[Task instructions] Could you retype all of the data below exactly as given?
:: Records for this exercise
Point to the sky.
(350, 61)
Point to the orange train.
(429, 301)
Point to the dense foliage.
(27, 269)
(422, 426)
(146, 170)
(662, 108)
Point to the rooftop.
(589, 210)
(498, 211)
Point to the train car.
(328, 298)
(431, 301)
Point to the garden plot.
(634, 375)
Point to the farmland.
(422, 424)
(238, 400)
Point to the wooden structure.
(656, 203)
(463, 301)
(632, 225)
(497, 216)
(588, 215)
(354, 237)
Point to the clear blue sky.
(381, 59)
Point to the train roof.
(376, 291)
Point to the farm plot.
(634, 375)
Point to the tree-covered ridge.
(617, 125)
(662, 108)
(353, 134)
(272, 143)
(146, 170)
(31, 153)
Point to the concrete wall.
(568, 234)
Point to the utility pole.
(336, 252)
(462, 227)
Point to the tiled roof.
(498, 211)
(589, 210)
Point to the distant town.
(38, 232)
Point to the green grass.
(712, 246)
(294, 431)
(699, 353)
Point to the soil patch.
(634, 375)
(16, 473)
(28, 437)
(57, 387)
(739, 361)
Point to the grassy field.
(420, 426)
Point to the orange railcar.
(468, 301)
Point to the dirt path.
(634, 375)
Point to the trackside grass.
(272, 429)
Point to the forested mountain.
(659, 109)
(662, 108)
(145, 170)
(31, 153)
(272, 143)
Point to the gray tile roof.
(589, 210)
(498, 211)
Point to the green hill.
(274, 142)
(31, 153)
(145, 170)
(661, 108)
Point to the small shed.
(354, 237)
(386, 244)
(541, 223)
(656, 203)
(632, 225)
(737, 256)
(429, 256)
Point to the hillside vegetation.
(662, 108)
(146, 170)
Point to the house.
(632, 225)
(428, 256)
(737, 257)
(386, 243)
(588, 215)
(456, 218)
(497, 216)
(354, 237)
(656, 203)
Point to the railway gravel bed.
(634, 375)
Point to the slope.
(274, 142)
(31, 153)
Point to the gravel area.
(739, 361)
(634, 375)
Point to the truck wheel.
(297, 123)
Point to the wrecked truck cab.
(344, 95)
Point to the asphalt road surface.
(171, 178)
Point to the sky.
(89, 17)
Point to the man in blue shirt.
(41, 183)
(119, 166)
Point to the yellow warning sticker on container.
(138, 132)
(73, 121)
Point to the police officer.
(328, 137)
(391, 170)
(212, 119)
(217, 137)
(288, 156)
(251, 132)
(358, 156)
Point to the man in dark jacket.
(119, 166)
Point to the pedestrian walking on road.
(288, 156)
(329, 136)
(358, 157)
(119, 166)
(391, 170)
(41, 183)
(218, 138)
::::
[Result]
Point to the sky.
(350, 61)
Point to the orange train.
(429, 301)
Point to the dense foliage.
(27, 269)
(422, 426)
(146, 170)
(662, 108)
Point to the rooftop.
(589, 210)
(498, 211)
Point to the train car.
(328, 298)
(431, 301)
Point to the garden plot.
(634, 375)
Point to the farmland.
(422, 424)
(238, 400)
Point to the wooden structure.
(656, 203)
(463, 301)
(632, 225)
(497, 216)
(588, 215)
(354, 237)
Point to the clear blue sky.
(381, 59)
Point to the train roof.
(376, 291)
Point to the farm plot.
(634, 375)
Point to the tree-covered ridge.
(617, 125)
(662, 108)
(353, 134)
(272, 143)
(146, 170)
(31, 153)
Point to the concrete wall.
(568, 234)
Point to the utility pole.
(336, 252)
(462, 227)
Point to the tiled roof.
(498, 211)
(589, 210)
Point to the distant town.
(38, 232)
Point to the green grass.
(712, 246)
(294, 431)
(699, 353)
Point to the soil patch.
(634, 375)
(16, 473)
(28, 437)
(57, 387)
(739, 361)
Point to the grassy field.
(420, 426)
Point to the orange railcar.
(468, 301)
Point to the dirt path.
(634, 375)
Point to the trackside grass.
(272, 429)
Point to the forested mountain.
(659, 109)
(662, 108)
(145, 170)
(31, 153)
(272, 143)
Point to the gray tile roof.
(589, 210)
(498, 211)
Point to the green hill.
(274, 142)
(31, 153)
(145, 170)
(661, 108)
Point to the small shed.
(354, 237)
(386, 244)
(541, 223)
(656, 203)
(632, 225)
(737, 256)
(429, 256)
Point to the hillside vegetation.
(662, 108)
(146, 170)
Point to the house.
(632, 225)
(428, 256)
(737, 257)
(386, 243)
(588, 215)
(456, 218)
(497, 216)
(354, 237)
(656, 203)
Point to the railway gravel bed.
(634, 375)
Point to the slope.
(274, 142)
(31, 153)
Point to the gravel area.
(739, 361)
(634, 375)
Point to the truck wheel.
(297, 123)
Point to the wrecked truck cab.
(344, 95)
Point to the asphalt road surface.
(171, 178)
Point to the sky.
(89, 17)
Point to the man in blue shirt.
(41, 183)
(119, 166)
Point to the yellow warning sticker on container.
(138, 132)
(73, 121)
Point to the police officer.
(328, 137)
(391, 170)
(212, 119)
(217, 137)
(288, 156)
(251, 132)
(358, 156)
Point to the man in dark jacket.
(119, 166)
Point to the pedestrian walking on road.
(288, 156)
(329, 136)
(358, 157)
(119, 166)
(391, 170)
(41, 183)
(218, 138)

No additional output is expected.